<<<<

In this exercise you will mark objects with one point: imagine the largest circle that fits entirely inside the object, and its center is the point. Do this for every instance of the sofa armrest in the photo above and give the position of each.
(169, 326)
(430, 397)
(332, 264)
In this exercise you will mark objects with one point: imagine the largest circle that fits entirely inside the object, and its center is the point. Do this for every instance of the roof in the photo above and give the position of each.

>>>>

## WHAT IS REQUIRED:
Rewrite all of the material with "largest circle" replaced by "biggest circle" wherever it occurs, keeping everything else the same.

## ANSWER BELOW:
In this exercise you will mark objects with one point: imagine the biggest circle that fits entirely inside the object, and its center is the point. Do this for every instance of the sofa armrest in the photo above and give the position of each.
(169, 326)
(430, 397)
(332, 264)
In this exercise you will mark objects with one point: imagine the biggest circle that fits entirely inside the object, and its center is the point. Do this for every instance of the roof in the photo above and give the position of each.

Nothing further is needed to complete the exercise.